EXERCISE - Every line from the one with "the snow pile" through the end of the records below should be restated word for word, and nothing outside that span.
------------------------------------------------
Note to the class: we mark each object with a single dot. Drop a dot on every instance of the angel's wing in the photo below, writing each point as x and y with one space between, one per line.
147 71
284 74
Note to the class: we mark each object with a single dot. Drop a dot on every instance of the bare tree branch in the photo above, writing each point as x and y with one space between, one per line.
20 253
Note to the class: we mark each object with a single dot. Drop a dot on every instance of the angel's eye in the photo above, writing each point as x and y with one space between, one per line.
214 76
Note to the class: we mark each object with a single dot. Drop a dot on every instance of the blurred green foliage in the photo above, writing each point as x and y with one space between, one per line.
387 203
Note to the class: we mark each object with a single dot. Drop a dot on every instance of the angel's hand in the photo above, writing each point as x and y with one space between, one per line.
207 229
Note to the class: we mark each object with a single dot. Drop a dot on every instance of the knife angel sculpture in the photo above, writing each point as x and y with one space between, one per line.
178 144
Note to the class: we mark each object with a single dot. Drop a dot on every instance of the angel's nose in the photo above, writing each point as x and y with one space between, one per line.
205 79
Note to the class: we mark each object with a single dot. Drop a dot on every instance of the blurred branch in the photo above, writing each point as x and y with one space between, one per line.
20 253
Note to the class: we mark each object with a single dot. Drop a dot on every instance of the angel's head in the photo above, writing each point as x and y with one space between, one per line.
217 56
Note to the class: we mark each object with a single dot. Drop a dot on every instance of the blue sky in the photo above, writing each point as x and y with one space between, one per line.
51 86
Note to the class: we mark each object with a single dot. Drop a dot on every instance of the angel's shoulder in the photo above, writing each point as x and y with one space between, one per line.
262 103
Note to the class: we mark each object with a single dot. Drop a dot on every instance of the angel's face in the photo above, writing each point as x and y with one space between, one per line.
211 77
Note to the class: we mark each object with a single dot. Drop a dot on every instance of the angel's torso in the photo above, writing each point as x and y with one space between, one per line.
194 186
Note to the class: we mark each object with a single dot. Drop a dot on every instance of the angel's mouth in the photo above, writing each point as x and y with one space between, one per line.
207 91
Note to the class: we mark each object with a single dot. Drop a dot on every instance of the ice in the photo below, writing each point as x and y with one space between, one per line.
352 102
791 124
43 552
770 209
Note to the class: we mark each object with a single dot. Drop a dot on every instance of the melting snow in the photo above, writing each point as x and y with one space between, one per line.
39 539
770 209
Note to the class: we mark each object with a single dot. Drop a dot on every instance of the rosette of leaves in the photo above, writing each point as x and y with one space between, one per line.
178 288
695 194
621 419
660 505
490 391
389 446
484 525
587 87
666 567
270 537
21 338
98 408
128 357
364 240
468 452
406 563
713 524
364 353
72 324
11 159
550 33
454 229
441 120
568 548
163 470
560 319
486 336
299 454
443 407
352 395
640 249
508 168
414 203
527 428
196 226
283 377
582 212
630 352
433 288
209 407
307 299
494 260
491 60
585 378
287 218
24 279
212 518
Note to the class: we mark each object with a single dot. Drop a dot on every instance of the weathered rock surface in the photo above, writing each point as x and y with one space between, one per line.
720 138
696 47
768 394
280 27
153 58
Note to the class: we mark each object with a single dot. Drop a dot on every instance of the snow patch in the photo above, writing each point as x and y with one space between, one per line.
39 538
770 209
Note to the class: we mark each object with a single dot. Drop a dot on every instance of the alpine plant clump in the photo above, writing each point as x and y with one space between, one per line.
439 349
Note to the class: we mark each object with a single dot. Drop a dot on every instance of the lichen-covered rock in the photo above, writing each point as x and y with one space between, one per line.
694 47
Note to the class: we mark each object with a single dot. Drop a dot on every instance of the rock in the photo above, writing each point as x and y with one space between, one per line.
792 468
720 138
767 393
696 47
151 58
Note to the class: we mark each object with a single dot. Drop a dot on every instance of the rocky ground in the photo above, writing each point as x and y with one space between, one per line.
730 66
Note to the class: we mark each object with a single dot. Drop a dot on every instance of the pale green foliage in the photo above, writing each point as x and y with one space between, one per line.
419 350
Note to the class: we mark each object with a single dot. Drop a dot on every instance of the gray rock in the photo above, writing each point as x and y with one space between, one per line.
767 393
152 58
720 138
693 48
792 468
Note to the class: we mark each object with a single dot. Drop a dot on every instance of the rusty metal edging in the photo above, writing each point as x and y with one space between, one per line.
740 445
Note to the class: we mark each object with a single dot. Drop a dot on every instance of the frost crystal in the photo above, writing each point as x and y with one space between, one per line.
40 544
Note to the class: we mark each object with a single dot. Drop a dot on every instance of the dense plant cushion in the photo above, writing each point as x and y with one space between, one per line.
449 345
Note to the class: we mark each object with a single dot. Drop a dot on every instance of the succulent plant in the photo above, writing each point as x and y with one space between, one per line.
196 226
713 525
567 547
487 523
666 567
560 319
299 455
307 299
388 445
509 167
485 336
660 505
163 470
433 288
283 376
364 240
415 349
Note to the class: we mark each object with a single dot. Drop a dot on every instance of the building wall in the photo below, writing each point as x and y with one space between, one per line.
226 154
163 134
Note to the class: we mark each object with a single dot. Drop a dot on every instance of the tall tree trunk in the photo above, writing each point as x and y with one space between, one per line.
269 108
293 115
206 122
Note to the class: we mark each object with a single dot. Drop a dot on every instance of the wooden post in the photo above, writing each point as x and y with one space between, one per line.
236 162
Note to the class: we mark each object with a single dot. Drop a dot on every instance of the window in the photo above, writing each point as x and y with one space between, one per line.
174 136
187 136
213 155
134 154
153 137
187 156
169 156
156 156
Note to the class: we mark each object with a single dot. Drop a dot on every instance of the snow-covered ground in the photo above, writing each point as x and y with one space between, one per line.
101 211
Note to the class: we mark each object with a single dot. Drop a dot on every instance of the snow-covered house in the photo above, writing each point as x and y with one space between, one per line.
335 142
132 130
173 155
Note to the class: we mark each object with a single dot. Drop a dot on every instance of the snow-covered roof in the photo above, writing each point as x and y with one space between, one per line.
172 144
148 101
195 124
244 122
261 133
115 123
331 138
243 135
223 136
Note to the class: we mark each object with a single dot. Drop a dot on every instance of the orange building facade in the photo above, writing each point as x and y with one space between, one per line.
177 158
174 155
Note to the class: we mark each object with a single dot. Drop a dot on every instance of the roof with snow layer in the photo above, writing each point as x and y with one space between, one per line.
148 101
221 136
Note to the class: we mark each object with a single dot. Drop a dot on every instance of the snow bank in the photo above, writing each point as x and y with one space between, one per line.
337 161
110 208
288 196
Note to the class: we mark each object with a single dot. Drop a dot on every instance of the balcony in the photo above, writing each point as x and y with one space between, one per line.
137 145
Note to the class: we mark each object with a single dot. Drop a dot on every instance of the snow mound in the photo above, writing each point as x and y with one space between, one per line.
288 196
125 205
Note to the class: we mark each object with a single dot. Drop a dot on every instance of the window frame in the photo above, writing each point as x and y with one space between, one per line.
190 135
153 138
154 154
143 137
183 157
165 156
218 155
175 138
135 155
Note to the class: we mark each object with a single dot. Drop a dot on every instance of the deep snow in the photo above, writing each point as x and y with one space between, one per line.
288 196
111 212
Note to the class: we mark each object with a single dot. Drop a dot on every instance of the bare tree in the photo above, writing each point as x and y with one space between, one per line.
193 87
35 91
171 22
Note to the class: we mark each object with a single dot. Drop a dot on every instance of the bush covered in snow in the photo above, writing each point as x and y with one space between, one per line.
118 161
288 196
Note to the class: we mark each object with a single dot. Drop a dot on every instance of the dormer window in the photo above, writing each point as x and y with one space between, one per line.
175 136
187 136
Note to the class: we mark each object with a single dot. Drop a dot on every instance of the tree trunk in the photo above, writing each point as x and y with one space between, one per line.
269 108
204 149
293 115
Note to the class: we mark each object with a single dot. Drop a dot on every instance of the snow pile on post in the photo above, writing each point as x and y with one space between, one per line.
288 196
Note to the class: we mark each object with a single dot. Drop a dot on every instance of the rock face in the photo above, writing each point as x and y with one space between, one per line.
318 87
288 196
------------------------------------------------
PROBLEM SOLUTION -
Note to the class: we mark each object with a single dot. Drop a dot on every instance of the snow pile on post in the photo above, writing each point as x and y with one space between, one per line.
288 196
Note to the class: we mark each object with a single dot. Drop a dot on every instance of the rock face in the photo above, writing each point as x and y with one space between, one per line.
318 87
288 196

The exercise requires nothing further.